Saved entries:

______________________________

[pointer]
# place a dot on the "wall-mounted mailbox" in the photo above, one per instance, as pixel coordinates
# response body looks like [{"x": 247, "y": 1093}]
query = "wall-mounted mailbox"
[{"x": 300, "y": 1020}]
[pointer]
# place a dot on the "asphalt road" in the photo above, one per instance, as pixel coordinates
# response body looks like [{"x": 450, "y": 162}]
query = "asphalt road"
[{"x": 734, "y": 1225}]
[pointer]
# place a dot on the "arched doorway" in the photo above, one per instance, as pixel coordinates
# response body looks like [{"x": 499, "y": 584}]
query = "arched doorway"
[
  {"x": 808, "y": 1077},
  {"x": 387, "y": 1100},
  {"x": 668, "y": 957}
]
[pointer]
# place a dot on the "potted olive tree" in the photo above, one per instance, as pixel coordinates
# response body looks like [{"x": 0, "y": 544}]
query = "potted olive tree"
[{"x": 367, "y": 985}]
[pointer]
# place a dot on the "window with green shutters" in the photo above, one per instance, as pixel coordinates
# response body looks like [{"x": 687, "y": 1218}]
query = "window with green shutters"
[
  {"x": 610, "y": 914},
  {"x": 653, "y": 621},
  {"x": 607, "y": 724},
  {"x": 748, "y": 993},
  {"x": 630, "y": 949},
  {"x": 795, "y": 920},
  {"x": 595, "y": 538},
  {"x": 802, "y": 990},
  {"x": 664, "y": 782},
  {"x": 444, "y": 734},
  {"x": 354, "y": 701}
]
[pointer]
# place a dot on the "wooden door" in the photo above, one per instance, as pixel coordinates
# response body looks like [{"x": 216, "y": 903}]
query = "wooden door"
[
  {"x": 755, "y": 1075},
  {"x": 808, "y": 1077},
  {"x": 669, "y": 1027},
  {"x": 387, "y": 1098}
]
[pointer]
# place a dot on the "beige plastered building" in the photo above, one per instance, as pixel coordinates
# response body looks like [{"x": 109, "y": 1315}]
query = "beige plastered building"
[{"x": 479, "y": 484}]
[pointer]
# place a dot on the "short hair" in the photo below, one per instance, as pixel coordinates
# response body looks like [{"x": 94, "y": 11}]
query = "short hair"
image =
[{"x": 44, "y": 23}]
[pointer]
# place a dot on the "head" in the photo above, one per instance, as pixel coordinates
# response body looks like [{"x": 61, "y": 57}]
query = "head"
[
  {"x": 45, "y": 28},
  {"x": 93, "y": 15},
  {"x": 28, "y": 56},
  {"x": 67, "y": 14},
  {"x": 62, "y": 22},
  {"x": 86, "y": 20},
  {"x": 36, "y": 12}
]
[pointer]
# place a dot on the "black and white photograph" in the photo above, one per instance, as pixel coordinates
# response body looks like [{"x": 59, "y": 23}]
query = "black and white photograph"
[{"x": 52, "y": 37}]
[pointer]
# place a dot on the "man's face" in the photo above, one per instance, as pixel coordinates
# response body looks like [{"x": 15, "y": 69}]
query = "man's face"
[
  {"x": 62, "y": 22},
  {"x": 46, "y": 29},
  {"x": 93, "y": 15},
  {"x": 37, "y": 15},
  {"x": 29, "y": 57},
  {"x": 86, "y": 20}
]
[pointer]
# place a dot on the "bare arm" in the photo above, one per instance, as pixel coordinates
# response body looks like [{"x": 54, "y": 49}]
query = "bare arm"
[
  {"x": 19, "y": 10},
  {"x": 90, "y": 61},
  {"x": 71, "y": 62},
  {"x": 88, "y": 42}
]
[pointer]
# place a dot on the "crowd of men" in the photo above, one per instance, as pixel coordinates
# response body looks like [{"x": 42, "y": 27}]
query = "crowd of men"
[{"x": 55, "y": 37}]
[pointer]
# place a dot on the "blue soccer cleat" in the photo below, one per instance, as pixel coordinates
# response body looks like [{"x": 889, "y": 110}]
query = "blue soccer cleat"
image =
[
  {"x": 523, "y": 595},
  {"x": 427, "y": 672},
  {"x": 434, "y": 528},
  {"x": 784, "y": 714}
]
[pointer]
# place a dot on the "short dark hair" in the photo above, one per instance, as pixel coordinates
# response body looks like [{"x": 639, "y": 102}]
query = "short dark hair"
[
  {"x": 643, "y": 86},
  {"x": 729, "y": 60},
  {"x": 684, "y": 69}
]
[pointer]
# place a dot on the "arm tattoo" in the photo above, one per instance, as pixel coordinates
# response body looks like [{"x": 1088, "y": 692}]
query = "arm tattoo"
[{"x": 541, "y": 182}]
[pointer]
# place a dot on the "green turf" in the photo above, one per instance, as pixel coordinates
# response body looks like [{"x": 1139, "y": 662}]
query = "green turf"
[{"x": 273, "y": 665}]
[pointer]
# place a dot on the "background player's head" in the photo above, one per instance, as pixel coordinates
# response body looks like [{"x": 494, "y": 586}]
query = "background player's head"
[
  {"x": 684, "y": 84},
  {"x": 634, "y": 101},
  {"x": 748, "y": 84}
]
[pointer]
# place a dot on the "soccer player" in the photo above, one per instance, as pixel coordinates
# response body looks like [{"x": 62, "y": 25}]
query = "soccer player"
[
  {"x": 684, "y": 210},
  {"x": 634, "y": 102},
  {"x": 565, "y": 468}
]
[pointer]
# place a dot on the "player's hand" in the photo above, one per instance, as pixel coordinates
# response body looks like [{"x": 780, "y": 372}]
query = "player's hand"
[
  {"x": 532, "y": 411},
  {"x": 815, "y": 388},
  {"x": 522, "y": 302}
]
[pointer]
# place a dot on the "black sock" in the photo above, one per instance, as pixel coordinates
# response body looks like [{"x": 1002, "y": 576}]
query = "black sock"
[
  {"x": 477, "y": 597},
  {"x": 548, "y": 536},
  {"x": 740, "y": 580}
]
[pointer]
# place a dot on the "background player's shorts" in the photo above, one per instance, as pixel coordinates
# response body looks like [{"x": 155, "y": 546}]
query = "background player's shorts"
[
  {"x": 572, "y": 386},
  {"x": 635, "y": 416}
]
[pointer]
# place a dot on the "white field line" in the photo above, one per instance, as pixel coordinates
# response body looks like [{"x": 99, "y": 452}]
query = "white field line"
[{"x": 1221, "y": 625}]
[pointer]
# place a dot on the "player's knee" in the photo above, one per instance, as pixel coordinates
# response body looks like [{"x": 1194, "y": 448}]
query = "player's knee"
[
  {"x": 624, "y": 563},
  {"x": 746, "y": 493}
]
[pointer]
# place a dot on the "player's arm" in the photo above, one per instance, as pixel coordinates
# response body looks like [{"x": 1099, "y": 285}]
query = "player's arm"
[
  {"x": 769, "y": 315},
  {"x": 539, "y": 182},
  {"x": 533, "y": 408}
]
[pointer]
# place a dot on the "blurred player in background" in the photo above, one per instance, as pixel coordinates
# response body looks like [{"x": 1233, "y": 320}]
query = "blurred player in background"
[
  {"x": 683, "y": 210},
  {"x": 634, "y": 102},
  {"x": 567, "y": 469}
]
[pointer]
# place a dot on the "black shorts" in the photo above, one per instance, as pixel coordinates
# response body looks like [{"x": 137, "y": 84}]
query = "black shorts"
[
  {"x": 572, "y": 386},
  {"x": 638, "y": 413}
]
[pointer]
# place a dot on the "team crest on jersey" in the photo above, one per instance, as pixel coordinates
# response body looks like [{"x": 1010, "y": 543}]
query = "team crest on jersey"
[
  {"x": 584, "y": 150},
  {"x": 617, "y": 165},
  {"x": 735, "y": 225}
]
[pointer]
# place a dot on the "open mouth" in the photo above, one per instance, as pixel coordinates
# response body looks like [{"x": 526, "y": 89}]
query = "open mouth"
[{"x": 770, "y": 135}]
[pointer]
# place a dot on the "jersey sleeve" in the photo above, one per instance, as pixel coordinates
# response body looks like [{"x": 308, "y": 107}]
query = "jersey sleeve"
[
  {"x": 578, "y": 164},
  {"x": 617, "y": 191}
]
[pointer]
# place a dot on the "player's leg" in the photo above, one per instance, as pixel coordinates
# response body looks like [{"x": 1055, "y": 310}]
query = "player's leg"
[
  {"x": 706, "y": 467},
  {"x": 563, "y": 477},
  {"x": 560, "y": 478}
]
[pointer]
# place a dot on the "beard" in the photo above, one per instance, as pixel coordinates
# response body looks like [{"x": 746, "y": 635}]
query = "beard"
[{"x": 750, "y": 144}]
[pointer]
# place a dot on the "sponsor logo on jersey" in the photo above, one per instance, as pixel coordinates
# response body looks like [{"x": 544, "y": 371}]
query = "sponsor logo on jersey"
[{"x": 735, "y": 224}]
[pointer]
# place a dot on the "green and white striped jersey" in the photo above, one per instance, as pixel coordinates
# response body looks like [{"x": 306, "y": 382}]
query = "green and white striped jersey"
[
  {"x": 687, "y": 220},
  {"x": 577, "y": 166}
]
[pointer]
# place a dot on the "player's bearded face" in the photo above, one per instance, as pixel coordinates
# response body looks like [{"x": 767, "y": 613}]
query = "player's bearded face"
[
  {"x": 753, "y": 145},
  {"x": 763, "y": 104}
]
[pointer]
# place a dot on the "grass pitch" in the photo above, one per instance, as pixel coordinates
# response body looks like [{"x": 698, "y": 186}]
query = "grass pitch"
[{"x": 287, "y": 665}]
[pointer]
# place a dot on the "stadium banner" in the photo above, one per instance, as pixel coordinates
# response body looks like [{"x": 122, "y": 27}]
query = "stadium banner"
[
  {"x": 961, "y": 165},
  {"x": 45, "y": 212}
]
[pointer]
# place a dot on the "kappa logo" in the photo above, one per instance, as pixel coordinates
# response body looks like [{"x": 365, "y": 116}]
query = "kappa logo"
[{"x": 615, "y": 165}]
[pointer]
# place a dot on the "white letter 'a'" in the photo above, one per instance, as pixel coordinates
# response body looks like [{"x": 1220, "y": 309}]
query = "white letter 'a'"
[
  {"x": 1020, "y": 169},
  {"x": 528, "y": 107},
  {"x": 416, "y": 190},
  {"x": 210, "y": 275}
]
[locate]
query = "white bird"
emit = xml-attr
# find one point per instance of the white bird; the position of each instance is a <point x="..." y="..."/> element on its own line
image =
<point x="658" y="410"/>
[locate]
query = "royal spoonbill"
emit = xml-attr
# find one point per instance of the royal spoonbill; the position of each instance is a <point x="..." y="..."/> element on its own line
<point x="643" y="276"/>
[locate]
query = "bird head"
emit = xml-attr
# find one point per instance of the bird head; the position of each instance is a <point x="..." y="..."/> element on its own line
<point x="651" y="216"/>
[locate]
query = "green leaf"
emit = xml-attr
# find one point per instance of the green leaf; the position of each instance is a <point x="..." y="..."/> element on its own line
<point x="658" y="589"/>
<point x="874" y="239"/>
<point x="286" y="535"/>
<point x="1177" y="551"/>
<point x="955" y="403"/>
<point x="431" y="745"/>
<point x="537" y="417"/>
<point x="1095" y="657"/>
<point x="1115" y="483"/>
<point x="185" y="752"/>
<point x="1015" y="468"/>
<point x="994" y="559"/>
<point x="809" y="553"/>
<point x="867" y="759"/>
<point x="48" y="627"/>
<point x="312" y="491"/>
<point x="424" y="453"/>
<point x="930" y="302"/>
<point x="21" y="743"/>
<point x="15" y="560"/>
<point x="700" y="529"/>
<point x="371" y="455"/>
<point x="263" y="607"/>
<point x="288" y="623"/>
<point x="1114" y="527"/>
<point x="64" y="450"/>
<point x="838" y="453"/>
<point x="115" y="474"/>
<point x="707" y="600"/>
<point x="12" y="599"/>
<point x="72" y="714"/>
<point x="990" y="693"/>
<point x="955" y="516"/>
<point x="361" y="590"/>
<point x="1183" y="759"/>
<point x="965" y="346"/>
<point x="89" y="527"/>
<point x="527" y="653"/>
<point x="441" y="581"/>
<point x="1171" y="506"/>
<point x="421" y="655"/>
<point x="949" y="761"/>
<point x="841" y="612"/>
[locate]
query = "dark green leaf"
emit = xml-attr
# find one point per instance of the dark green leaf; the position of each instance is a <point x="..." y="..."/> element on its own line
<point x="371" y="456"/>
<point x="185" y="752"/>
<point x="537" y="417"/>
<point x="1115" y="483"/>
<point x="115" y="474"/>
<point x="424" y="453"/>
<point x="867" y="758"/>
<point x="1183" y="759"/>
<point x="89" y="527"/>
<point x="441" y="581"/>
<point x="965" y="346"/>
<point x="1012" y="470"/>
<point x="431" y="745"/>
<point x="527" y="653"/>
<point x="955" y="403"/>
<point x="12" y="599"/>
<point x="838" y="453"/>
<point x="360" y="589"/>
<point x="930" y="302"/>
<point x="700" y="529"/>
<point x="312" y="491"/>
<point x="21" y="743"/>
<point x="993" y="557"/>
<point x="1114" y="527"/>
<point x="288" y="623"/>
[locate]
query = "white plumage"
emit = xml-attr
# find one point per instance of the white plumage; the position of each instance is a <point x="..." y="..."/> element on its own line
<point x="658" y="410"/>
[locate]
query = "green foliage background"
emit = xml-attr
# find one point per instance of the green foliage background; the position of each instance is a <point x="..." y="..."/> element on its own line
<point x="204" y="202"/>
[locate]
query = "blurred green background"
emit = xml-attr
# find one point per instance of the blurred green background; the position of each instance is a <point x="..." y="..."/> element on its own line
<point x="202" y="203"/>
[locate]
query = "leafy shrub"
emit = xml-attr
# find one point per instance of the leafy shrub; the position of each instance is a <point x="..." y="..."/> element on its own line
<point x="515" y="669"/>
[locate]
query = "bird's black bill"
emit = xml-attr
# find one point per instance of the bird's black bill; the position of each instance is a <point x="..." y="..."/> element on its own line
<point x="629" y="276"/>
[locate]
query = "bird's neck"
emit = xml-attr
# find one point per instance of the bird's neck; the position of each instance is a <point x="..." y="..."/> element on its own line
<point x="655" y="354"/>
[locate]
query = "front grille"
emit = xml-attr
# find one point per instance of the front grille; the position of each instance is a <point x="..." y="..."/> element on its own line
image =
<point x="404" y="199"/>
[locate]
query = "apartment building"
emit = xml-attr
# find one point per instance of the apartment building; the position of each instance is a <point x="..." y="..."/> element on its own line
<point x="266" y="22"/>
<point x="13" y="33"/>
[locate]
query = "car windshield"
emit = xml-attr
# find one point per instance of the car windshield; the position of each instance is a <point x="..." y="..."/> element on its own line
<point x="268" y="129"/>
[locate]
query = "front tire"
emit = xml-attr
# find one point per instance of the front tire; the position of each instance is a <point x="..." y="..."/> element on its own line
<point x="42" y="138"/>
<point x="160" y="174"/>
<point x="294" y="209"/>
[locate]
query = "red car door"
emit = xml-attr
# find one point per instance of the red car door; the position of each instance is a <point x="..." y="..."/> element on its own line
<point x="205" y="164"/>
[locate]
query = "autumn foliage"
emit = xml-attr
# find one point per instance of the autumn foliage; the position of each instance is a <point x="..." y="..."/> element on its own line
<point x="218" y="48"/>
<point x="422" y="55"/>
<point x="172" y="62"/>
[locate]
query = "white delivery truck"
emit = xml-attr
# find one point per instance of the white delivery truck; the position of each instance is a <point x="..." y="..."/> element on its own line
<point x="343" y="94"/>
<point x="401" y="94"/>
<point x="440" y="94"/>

______________________________

:: Task prompt ::
Search the records for the word "grille" and copy every line where it occurs.

:: Exercise response ::
query = "front grille"
# find one point per instance of the front grille; the position of each instance is a <point x="..." y="..."/> element on its own line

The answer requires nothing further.